• **Problem statement**
Search the data for the string "shrub" and gather each line it is in.

[Data shown Boundary: Start]

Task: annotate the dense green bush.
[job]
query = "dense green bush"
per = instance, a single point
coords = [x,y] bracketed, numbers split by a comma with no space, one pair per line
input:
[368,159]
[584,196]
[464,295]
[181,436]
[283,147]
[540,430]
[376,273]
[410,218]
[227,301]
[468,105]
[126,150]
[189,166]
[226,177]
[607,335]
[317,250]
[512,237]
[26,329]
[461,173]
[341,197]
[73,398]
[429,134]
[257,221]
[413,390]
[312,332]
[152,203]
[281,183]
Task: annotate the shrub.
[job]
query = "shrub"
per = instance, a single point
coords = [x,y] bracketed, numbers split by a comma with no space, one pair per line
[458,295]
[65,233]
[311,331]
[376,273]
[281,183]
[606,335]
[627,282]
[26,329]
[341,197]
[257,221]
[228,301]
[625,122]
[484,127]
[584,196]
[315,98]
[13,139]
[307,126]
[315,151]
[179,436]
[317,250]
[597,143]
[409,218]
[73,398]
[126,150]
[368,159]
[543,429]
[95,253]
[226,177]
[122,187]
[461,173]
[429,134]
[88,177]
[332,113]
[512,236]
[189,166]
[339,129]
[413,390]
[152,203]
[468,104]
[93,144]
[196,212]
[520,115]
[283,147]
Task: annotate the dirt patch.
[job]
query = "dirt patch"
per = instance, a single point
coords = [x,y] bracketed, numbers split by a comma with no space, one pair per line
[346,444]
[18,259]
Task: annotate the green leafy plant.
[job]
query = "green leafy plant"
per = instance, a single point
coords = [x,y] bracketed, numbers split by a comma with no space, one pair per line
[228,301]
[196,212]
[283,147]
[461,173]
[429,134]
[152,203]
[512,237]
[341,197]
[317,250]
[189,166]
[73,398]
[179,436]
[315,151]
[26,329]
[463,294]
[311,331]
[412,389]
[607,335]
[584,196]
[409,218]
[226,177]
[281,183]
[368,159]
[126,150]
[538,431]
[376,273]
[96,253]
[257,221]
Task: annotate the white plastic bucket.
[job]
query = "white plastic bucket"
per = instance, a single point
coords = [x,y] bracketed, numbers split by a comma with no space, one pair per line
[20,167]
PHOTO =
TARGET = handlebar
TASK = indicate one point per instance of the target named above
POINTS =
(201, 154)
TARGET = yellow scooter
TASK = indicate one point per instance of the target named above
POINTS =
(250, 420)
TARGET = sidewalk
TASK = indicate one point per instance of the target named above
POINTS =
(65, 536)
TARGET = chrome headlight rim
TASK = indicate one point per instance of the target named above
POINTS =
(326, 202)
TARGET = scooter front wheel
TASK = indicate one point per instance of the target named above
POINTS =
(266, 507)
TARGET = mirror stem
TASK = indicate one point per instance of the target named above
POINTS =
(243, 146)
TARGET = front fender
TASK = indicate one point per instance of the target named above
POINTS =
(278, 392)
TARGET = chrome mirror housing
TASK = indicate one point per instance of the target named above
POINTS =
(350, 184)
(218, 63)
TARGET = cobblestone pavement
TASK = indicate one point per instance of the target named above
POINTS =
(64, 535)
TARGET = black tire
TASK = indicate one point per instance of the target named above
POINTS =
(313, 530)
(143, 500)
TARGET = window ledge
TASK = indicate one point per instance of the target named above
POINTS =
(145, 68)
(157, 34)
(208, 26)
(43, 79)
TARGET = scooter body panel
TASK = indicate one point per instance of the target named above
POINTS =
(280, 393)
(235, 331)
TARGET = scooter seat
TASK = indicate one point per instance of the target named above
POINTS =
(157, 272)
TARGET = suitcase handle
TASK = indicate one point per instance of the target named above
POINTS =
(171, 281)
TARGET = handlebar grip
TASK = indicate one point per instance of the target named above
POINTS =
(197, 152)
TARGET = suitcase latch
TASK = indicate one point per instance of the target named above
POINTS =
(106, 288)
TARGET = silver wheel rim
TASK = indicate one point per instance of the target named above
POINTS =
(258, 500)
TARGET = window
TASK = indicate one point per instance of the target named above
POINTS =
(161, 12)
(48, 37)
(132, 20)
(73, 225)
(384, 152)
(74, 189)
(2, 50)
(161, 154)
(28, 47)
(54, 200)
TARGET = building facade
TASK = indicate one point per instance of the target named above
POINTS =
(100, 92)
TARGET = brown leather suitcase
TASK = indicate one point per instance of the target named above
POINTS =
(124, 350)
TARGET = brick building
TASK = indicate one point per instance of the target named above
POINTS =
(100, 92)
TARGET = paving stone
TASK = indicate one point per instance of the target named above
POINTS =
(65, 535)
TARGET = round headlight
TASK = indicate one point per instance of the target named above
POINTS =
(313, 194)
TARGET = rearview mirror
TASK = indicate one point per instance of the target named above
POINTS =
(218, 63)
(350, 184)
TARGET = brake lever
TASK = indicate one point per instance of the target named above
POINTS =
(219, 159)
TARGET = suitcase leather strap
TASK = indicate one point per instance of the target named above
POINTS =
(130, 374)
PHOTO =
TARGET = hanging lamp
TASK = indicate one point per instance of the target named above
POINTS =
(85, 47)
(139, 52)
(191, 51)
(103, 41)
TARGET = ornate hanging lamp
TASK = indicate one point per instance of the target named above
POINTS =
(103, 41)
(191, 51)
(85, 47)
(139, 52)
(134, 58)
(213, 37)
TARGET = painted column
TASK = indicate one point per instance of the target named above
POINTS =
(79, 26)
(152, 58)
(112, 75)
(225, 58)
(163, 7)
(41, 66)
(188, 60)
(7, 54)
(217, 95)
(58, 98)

[Data shown Boundary: End]

• **Answer space**
Task: annotate the shrub.
query = "shrub"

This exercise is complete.